- [About this task] Once the line containing "For quality assurance, re-label every stone pedestal" is found in the listing below, return it and each line after it through the last, exactly as given.

*** Records shown

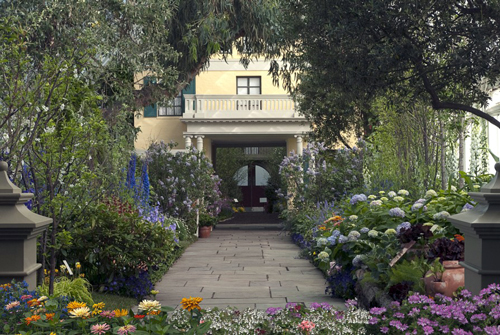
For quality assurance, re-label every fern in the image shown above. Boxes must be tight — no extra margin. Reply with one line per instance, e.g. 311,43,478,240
38,277,94,305
386,259,427,294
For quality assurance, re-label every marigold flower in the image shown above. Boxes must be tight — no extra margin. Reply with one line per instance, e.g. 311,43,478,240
180,296,203,311
114,309,129,317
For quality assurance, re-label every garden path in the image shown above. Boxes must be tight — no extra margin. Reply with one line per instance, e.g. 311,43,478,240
154,212,345,310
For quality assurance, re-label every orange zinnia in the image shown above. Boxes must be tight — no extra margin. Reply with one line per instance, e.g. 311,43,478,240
454,234,465,242
45,313,55,321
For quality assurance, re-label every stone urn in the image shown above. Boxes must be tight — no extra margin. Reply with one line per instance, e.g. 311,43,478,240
425,260,465,297
199,226,211,238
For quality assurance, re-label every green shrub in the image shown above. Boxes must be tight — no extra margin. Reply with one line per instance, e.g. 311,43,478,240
67,200,177,290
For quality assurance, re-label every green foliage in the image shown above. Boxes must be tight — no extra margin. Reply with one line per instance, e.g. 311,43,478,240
67,200,178,290
271,0,500,140
199,213,218,227
387,258,427,294
38,277,94,306
91,292,138,311
214,148,247,201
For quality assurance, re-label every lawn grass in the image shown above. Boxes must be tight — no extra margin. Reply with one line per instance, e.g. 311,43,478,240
91,292,138,311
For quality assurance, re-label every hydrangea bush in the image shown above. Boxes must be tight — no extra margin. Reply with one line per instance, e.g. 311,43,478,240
291,187,475,299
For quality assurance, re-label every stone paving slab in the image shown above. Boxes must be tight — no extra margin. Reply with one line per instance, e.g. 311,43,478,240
154,215,344,310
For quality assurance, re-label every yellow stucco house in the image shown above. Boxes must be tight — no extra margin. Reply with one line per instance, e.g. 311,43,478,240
134,51,310,208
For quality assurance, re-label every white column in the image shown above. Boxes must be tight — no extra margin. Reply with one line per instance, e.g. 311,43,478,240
196,135,205,152
295,135,303,156
183,135,192,149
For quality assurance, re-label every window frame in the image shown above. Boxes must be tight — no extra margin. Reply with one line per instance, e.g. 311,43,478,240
236,76,261,95
158,93,183,117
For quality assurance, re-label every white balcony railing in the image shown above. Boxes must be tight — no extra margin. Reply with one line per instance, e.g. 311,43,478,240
182,94,301,119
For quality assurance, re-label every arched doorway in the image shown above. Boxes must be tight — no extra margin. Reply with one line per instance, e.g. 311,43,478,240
234,162,270,209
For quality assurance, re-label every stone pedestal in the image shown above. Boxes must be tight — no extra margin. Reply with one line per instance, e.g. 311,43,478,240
0,161,52,288
448,162,500,294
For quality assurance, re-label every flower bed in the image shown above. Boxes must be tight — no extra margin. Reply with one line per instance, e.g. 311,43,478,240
283,188,474,302
3,281,500,334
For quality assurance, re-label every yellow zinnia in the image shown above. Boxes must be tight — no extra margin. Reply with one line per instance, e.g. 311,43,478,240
138,299,161,312
180,296,203,311
69,306,90,319
67,301,86,311
114,309,129,317
93,302,105,310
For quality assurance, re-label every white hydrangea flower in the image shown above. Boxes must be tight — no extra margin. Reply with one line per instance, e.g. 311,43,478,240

******

- [Written answer]
For quality assurance, re-label every stone pedestal in the image shown above. Boxes must be tight — no extra margin. Reply with one line per instance, e.g. 311,43,478,240
0,161,52,288
448,162,500,294
For quality assurance, re-label every flower bed in the image shown above. Boxes must be tight — no extra margin. Reply with one line per instance, e.g. 311,43,478,240
283,188,474,302
3,281,500,334
For quality assurance, re-label every yellow zinnia in the image shown above. Boxes must be tight — no extra margin. Reply with one line per instance, e.g. 311,43,478,240
138,299,161,312
180,296,203,311
69,306,90,319
67,301,86,311
114,309,129,317
93,302,105,310
For quality assurance, re-label every white hydrangea flower in the image shown above. Boxes must be tight — no extra margin. Reply with one line per instance, e.g. 311,43,478,240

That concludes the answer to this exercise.